● REQUIRED TASK
Render the records from their very first line through the line containing "[[[419,319],[419,284],[383,250],[374,248],[374,273],[414,319]]]" as a numbered list, omitting any blank lines.

[start]

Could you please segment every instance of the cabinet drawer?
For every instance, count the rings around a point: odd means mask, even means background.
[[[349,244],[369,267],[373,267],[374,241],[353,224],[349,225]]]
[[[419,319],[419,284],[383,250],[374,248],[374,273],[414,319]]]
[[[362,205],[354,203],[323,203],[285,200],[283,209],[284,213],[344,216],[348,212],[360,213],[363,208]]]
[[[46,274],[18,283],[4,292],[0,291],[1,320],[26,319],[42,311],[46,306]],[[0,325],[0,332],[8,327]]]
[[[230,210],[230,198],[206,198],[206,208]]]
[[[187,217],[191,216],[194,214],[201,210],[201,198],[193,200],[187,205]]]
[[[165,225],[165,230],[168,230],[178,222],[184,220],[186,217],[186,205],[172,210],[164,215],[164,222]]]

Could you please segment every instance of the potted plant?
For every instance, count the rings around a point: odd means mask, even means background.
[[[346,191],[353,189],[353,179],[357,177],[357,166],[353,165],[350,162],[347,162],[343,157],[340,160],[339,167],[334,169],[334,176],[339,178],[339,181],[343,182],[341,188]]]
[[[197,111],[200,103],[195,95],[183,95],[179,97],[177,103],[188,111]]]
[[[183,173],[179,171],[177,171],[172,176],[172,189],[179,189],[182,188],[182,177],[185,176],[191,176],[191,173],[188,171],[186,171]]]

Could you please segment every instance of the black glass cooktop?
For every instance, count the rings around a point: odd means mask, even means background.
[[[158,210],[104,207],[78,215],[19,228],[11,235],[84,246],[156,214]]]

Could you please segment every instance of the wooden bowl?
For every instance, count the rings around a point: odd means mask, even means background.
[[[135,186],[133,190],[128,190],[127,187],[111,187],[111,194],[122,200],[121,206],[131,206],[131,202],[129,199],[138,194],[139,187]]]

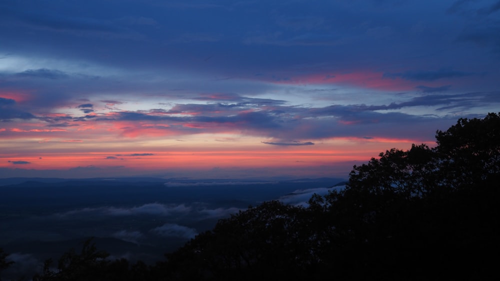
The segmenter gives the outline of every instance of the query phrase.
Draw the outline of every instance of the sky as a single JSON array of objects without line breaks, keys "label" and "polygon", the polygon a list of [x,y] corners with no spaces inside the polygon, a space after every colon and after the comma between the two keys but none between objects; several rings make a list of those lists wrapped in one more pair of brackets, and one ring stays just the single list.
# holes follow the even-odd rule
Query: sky
[{"label": "sky", "polygon": [[500,1],[0,2],[0,178],[346,178],[500,108]]}]

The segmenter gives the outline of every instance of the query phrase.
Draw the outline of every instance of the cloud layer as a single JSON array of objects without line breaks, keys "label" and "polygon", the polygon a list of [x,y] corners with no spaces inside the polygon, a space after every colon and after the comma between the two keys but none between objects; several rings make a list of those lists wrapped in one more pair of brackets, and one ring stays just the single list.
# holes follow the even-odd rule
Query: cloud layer
[{"label": "cloud layer", "polygon": [[86,3],[0,3],[1,177],[346,175],[500,108],[496,0]]}]

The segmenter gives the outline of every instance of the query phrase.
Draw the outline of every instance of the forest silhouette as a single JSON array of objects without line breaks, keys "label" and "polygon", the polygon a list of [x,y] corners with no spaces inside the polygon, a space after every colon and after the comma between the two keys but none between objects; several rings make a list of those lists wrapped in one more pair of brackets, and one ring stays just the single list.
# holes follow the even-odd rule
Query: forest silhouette
[{"label": "forest silhouette", "polygon": [[[266,202],[220,220],[154,265],[92,239],[35,281],[484,280],[498,276],[500,113],[460,118],[437,146],[392,149],[306,207]],[[306,188],[307,187],[304,187]],[[0,249],[0,273],[10,263]]]}]

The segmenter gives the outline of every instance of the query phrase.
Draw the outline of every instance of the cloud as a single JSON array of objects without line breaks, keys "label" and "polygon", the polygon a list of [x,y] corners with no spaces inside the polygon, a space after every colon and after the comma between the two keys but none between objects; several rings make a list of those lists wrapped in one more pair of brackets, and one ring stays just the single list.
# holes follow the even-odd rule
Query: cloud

[end]

● THE COMPLETED TASK
1. Could you please segment every instance of the cabinet drawer?
2. For every instance, count the rings around a point: odd means mask, even means background.
3. [[[349,244],[369,267],[373,267],[374,241],[353,224],[349,225]]]
4. [[[419,319],[419,284],[383,250],[374,248],[374,273],[414,319]]]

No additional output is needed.